> Exercise instructions: In the records below, find the line that contains "One point belongs to each instance of the bare" and the line that contains "One point belongs to each instance of the red feather, shown". Set down exactly those lines and every line between them, and nothing more.

------------------------------

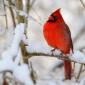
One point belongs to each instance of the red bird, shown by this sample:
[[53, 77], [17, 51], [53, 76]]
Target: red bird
[[58, 36]]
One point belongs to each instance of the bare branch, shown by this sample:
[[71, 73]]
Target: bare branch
[[82, 3]]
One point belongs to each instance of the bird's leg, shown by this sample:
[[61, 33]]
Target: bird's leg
[[53, 51]]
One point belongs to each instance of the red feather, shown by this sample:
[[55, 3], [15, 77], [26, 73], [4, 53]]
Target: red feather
[[58, 36]]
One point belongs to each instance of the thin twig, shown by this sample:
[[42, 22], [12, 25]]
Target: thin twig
[[82, 3], [5, 14], [63, 57]]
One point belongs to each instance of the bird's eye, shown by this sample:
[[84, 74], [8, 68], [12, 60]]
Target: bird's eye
[[55, 17]]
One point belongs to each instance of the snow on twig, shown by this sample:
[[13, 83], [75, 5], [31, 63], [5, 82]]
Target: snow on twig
[[77, 56], [10, 59]]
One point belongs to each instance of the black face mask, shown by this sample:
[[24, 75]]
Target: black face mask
[[55, 18]]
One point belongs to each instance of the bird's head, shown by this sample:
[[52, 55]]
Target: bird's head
[[55, 16]]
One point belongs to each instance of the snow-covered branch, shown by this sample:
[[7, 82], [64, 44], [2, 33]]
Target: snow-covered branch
[[77, 56], [10, 59]]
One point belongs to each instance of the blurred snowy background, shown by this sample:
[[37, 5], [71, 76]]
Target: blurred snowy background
[[74, 15]]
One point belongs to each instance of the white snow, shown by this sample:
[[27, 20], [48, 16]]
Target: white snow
[[78, 56]]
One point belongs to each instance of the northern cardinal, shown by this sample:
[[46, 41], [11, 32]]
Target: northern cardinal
[[58, 36]]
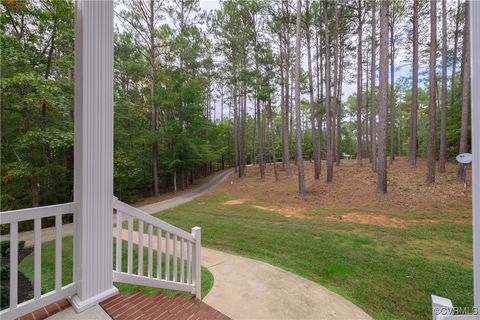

------------------------------

> Response:
One point belongs to each instance of the bare branch, shown by this sample:
[[71, 73]]
Target: bare branch
[[82, 3]]
One point belongs to each instance of the bird's leg, shown by this sample:
[[61, 33]]
Target: bird's leg
[[53, 51]]
One point belongs to each instance of the red feather, shown by this sample:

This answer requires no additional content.